WHAT YOU ARE ASKED TO DO = All the records that follow need to be reproduced exactly. Omit the images.

DATA FOR THIS EXERCISE =

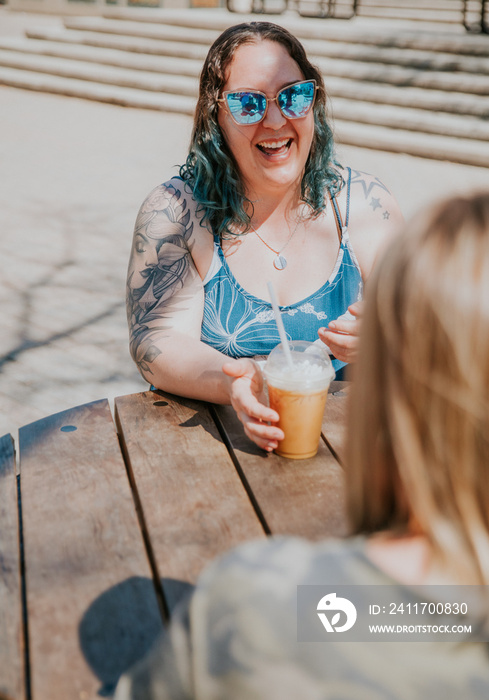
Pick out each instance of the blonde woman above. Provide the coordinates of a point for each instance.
(418, 502)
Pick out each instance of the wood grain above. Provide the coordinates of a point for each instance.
(11, 640)
(92, 608)
(193, 501)
(335, 417)
(296, 497)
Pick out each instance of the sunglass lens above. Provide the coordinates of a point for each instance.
(296, 100)
(246, 107)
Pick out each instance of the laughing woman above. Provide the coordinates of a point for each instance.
(260, 198)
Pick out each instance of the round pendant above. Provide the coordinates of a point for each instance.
(280, 263)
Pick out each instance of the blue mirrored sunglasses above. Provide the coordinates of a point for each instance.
(250, 106)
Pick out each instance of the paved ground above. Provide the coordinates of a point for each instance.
(73, 174)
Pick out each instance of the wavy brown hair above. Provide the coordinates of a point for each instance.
(418, 454)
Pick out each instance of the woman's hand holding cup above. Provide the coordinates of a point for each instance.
(341, 335)
(247, 397)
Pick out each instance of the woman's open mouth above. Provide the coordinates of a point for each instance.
(275, 148)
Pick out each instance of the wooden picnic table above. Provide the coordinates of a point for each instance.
(105, 523)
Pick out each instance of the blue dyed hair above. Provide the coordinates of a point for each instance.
(210, 168)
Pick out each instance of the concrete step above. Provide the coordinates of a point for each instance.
(103, 56)
(368, 136)
(154, 47)
(452, 40)
(356, 88)
(400, 76)
(147, 31)
(159, 22)
(410, 94)
(107, 75)
(408, 58)
(99, 92)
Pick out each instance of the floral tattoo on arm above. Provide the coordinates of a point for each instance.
(159, 268)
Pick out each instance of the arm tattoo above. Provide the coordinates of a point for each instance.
(372, 190)
(159, 268)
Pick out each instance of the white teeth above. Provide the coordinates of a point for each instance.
(274, 144)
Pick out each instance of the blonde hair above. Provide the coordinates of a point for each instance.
(418, 453)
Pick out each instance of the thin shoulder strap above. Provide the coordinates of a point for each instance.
(336, 209)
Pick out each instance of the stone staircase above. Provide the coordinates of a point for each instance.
(421, 91)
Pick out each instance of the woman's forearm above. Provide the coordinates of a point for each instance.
(187, 367)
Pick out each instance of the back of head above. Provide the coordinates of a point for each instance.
(419, 426)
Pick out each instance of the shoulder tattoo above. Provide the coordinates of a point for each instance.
(159, 268)
(374, 191)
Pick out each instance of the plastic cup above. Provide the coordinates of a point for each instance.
(298, 393)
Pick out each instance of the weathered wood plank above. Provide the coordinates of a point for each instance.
(11, 639)
(296, 497)
(194, 503)
(92, 608)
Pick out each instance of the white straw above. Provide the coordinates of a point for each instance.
(280, 324)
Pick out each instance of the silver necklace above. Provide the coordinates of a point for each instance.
(280, 261)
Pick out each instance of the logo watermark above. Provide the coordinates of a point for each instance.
(331, 603)
(392, 613)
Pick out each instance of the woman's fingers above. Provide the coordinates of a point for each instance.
(343, 345)
(245, 394)
(265, 436)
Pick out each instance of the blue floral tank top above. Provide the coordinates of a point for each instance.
(239, 324)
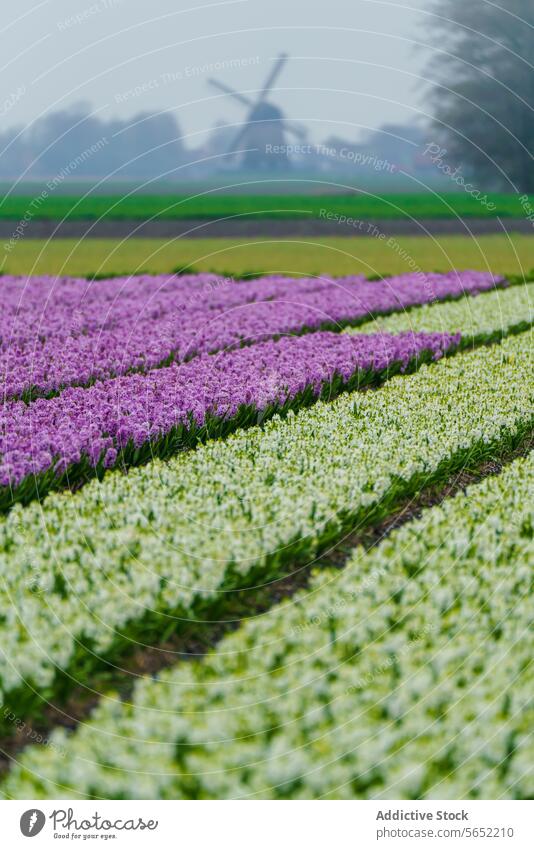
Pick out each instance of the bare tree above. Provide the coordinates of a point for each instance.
(483, 93)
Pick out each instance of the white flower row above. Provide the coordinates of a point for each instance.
(82, 576)
(408, 674)
(485, 315)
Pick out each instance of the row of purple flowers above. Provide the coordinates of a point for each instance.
(167, 319)
(128, 418)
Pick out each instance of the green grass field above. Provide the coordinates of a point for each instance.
(361, 205)
(506, 254)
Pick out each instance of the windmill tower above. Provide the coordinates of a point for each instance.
(264, 127)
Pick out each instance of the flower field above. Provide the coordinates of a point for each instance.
(266, 538)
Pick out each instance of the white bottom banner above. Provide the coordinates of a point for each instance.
(264, 825)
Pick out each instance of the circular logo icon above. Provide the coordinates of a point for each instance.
(32, 822)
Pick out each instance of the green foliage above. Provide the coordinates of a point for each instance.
(484, 97)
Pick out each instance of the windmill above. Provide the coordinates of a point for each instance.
(264, 128)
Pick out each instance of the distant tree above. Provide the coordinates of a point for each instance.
(483, 94)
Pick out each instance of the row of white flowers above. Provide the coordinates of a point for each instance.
(83, 576)
(408, 674)
(475, 318)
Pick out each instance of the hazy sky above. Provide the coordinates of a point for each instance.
(355, 64)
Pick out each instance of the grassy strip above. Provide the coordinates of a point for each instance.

RIGHT ANSWER =
Pick out each instance of the blonde woman above. Provide the coordinates of a point for each instance.
(418, 502)
Pick out each instance of the wood grain above. Provide the coordinates of a point for each instance.
(11, 640)
(92, 608)
(193, 501)
(335, 417)
(296, 497)
Pick out each instance of the sunglass lens above. Provide the coordinates of a point for each instance.
(296, 100)
(246, 107)
Pick out each instance of the laughing woman above. Provide the coordinates of a point for each instance.
(260, 198)
Pick out each instance of the round pendant above. Provide the coordinates of a point for each instance.
(280, 263)
Pick out each instance of the blue mirrored sunglasses above. Provide the coordinates of a point for each instance.
(250, 106)
Pick out each instance of the paved ground above. Provide the coordinates of a point for each instance.
(73, 174)
Pick out each instance of the wavy brown hair above. Provide the coordinates of a point for each instance.
(418, 454)
Pick out each instance of the woman's hand holding cup above. Provide the coordinates of a point for each instance.
(341, 335)
(247, 397)
Pick out each instance of the woman's open mouth above. Provide the coordinates of a point for each instance.
(275, 148)
Pick out each instance of the wooden picnic table above. Provide the coordinates of a point for each instance.
(105, 523)
Pick out each instance of the blue dyed hair above. Provide the coordinates of a point for each instance.
(210, 168)
Pick out each instance of the concrete step above. Provide the coordinates of a point for each instance.
(103, 56)
(368, 136)
(154, 47)
(452, 40)
(356, 88)
(400, 76)
(147, 31)
(159, 22)
(410, 94)
(107, 75)
(408, 58)
(99, 92)
Pick out each instance of the floral tattoo on arm above. Provide the coordinates of a point for each instance.
(159, 268)
Pick out each instance of the arm tattoo above. Provide the coordinates of a point for each instance.
(372, 190)
(159, 268)
Pick out each instance of the white teeth above. Provide the coordinates of a point for each instance.
(274, 144)
Pick out each instance of the blonde hair above. Provide the coordinates of a point for each instance.
(418, 453)
Pick out each instance of the thin shoulder strap above. Provide the coordinates of a point for each instance.
(336, 209)
Pick out each instance of the stone staircase above. Provide the coordinates of a point for each instance.
(421, 91)
Pick out each instance of the woman's forearm above. Provide the coordinates of a point for each instance.
(187, 367)
Pick out each instance of the back of head above. Provide the coordinates of a point for each instance.
(419, 426)
Pick out each instance of the shoulder tattoo above. Provide the coordinates of a point for each instance.
(159, 268)
(374, 191)
Pick out each instance of the plastic cup above. Provide the coordinates of a point for each instance.
(298, 393)
Pick out each instance of the weathered wood plank above. Provide the coordinates of a point for each instance.
(11, 639)
(296, 497)
(194, 503)
(92, 608)
Pick out each instance of the white straw above. Provide the coordinates of a point for each instance.
(280, 324)
Pick out each instance of the silver necklace above. Provide the coordinates of a point for each instance.
(280, 261)
Pick out each instance of the logo watermark above. Provide the coordinates of a point for each instance.
(331, 603)
(392, 613)
Pick out each instance of the woman's fingers above. Provide the coordinates of a point for each instance.
(343, 345)
(245, 394)
(265, 436)
Pick out each instance of the blue floral tank top above. Provide the coordinates of a point for each instance.
(239, 324)
Pick out each instance of the bare tree above. Provide the coordinates of a point for each instance.
(483, 93)
Pick out each instance of the white flower row above. Provide the coordinates of a point for each instance.
(82, 576)
(408, 674)
(485, 315)
Pick out each instance of the row of purple flowers above. Provide the coordinates of a point for each instance.
(167, 319)
(128, 418)
Pick out each instance of the green grass field above. Provide the coordinates of a point for each instance.
(361, 205)
(506, 254)
Pick out each instance of the windmill tower above. Provide the coordinates of a point for each instance.
(264, 127)
Pick out each instance of the flower field above. Provide the coordinates of a point for each instance.
(266, 538)
Pick out each instance of the white bottom banner above. Provide the coordinates of a point for each instance.
(264, 825)
Pick out each instance of the circular logo icon above. Provide the coordinates of a point for each instance.
(32, 822)
Pick out each instance of the green foliage above. Provide the coordinates of a point for each instance.
(484, 97)
Pick out each instance of the windmill above. Provide the coordinates of a point for each instance.
(264, 128)
Pick out each instance of the distant tree above. Provide the coordinates of a point for each instance.
(483, 94)
Pick out each instance of the row of white flowers above. Provide the coordinates of a point for each instance.
(83, 576)
(408, 674)
(475, 318)
Pick out each instance of the hazy sky above. Provide the coordinates of a point for each instance.
(355, 64)
Pick out each instance of the grassy strip above. Provide the coordinates of a point for each instance.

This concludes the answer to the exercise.